# [Reading passage]

- Born: April 16, 1938
- Died: June 27, 2015 (aged 77)
- Education: University of Nebraska; Boston University; University of Washington;
- Known for: mother-newborn interactions in early childhood development

= Kathryn Barnard =

Kathryn Elaine Barnard (April 16, 1938 – June 27, 2015) was an American nurse and researcher in pediatrics. She is known for her discovery of the role mother-newborn interactions have in early childhood development.

== Early life and education ==
Barnard was born and raised in Omaha, Nebraska, and attended the University of Nebraska for her undergraduate nursing education, graduating in 1960. She attended Boston University for her postgraduate study, graduating in 1963 with a master's degree in nursing. She then moved to the University of Washington for her doctorate, which she earned in 1972 with a dissertation on the role of rocking in infant development.

# [What to do]
Translate this sentence from the Kathryn Barnard biography into Spanish: "She attended Boston University for her postgraduate study, graduating in 1963 with a master's degree in nursing."

# [Provided records]
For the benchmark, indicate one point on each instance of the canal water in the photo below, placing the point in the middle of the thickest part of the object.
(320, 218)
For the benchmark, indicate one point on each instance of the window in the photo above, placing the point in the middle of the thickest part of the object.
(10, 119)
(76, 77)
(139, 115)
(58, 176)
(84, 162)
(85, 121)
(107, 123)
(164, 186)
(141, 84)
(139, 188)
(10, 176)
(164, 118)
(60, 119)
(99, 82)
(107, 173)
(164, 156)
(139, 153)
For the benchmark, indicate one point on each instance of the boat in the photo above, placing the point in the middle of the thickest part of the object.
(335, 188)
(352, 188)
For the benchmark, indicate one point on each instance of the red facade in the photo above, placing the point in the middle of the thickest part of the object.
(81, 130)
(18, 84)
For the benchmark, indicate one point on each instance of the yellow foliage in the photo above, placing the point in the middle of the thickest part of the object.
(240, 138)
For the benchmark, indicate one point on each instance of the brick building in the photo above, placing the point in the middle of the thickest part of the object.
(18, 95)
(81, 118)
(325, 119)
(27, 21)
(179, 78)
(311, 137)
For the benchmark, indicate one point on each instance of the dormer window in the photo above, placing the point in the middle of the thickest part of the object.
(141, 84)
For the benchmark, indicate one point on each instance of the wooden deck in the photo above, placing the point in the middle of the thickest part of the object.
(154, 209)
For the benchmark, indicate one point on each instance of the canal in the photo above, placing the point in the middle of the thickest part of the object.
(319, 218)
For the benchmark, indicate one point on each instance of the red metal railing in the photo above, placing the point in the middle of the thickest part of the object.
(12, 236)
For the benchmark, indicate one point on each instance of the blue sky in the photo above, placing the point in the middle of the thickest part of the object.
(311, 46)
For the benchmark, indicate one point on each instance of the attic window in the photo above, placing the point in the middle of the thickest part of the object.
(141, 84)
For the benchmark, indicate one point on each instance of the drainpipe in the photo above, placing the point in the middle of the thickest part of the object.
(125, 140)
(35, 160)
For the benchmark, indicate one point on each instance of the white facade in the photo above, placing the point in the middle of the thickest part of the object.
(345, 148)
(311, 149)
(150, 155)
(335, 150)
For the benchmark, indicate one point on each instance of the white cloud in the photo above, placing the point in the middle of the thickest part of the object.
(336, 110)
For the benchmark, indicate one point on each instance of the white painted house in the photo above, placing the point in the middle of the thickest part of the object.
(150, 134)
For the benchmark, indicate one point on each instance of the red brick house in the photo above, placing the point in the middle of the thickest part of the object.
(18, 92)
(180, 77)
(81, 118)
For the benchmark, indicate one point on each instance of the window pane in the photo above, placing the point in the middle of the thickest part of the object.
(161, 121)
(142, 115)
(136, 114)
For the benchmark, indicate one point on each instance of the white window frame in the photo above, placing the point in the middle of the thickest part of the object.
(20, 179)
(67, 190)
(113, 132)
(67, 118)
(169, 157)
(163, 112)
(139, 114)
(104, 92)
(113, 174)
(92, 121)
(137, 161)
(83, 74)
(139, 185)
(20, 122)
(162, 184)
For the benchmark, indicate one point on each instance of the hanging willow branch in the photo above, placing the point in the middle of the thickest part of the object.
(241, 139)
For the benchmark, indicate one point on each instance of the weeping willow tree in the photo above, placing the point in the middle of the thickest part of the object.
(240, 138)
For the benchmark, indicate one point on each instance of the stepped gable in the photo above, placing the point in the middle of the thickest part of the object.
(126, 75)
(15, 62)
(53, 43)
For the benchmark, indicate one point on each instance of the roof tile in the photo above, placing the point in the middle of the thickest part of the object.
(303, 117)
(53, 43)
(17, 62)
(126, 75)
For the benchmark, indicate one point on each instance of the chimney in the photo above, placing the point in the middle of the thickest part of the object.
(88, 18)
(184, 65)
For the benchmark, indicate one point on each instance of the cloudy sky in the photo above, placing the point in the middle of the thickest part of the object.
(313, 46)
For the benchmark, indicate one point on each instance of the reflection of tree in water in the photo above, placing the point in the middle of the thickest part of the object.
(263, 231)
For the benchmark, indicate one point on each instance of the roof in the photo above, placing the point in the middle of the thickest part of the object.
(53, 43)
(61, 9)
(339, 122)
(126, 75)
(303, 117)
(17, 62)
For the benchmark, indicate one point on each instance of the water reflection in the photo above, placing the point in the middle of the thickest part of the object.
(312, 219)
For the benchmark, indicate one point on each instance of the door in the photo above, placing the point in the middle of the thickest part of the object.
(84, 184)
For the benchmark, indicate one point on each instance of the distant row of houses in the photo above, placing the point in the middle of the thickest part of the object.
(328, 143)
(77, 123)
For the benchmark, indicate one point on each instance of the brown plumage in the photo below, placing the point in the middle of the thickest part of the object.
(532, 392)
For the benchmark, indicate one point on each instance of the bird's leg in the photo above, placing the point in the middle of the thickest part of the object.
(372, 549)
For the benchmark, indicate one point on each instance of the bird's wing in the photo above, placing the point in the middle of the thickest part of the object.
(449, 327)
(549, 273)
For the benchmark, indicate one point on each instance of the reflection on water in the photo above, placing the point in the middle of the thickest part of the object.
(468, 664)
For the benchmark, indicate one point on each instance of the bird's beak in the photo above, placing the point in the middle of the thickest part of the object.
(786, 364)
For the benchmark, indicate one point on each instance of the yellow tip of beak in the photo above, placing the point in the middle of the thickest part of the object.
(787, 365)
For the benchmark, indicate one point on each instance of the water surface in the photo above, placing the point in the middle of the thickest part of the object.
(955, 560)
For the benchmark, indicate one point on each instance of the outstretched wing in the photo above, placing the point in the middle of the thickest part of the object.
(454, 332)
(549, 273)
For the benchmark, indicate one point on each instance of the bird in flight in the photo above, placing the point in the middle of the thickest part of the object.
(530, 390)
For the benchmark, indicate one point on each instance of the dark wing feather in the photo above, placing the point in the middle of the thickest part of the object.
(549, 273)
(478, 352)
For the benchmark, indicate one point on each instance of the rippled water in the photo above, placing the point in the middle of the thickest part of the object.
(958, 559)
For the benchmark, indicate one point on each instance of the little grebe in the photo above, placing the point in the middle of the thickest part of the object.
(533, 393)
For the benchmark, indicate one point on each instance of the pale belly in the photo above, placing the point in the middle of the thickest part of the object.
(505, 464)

# [Task result]
Asistió a la Universidad de Boston para realizar sus estudios de posgrado y se graduó en 1963 con una maestría en enfermería.